Assigned task: From the first line through the one containing "Task: list a point for each instance of the round", restate the listing word for word, and give no other lines.

===== Data for analysis

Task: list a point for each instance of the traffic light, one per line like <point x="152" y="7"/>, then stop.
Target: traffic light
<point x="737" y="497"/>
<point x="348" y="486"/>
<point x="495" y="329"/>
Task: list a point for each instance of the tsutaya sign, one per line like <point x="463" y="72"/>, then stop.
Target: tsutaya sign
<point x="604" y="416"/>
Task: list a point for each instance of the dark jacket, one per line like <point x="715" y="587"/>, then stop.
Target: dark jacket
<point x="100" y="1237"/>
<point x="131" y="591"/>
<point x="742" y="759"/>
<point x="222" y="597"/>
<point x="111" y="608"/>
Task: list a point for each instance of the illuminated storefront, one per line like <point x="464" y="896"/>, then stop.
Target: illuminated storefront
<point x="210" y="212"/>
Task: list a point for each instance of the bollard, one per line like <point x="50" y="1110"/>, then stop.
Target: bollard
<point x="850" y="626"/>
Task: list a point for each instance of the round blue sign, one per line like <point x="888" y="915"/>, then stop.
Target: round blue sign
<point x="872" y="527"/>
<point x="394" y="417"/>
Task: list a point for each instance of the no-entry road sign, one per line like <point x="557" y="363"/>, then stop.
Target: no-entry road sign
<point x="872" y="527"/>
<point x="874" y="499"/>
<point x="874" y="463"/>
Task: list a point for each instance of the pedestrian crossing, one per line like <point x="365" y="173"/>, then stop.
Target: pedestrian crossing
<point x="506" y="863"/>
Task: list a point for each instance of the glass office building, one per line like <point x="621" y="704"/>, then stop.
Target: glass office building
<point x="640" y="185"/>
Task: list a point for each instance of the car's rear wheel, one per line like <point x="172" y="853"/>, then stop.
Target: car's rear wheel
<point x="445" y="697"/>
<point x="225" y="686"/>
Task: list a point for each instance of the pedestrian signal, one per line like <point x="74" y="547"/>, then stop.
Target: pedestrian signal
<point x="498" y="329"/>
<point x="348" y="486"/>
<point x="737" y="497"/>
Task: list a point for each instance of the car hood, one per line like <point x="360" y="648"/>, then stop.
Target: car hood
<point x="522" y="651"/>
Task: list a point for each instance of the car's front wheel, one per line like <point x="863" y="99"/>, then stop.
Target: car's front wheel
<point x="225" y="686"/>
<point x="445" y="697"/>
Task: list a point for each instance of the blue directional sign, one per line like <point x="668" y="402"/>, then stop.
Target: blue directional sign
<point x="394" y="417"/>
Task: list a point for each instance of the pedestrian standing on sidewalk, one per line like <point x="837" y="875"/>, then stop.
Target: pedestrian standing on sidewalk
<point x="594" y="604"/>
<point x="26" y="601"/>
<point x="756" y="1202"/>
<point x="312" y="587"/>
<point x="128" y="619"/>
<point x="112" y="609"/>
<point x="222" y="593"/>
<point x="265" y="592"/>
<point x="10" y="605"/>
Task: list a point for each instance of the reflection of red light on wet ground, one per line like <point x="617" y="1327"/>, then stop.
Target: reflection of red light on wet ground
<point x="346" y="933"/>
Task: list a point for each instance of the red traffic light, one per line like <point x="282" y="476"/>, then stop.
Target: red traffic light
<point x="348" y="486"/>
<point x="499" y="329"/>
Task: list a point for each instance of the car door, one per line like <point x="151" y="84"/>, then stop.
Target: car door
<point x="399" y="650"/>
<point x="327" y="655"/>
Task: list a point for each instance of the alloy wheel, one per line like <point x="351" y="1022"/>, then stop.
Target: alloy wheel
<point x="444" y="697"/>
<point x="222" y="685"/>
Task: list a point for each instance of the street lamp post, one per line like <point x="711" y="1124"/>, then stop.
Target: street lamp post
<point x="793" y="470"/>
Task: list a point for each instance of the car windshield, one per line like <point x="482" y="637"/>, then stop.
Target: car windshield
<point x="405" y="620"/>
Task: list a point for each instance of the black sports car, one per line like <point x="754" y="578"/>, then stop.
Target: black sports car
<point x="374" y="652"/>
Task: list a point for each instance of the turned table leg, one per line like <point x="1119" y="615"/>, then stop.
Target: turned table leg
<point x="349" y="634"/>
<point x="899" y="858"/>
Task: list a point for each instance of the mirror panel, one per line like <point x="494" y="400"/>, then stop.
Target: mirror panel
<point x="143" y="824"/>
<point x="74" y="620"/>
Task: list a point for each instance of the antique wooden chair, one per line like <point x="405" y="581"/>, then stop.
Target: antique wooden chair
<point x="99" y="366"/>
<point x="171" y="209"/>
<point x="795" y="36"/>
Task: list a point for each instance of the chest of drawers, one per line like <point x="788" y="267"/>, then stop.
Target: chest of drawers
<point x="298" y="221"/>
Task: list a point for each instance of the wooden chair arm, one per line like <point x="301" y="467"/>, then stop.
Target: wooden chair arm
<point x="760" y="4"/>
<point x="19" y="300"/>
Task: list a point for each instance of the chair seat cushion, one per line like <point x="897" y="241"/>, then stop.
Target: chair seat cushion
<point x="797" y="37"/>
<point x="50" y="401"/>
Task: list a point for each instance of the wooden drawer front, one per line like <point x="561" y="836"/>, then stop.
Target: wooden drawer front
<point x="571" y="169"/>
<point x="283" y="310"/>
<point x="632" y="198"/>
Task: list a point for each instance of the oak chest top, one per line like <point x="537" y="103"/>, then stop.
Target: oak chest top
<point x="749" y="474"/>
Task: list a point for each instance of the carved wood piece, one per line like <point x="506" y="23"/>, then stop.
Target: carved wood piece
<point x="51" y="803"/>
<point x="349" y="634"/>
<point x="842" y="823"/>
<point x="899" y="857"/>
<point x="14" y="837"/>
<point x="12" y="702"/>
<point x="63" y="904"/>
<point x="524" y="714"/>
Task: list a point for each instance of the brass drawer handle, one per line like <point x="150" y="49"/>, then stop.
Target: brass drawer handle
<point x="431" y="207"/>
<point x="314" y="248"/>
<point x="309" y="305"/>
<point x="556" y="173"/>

==========

Response for this exercise:
Task: list a point for each instance of the traffic light, one per line like <point x="152" y="7"/>, then stop.
Target: traffic light
<point x="737" y="497"/>
<point x="348" y="486"/>
<point x="495" y="329"/>
Task: list a point for each instance of the tsutaya sign, one per line like <point x="463" y="72"/>, then stop.
Target: tsutaya sign
<point x="604" y="416"/>
Task: list a point for each instance of the dark jacket, one per line like <point x="715" y="587"/>, then stop.
Target: dark jacket
<point x="100" y="1237"/>
<point x="131" y="591"/>
<point x="742" y="759"/>
<point x="222" y="597"/>
<point x="111" y="608"/>
Task: list a point for each instance of the illuminated storefront, one per line like <point x="464" y="896"/>, then stop.
Target: illuminated storefront
<point x="210" y="212"/>
Task: list a point for each instance of the bollard, one per line like <point x="50" y="1110"/>, then stop.
Target: bollard
<point x="850" y="626"/>
Task: list a point for each instance of the round blue sign, one per line like <point x="888" y="915"/>, then stop.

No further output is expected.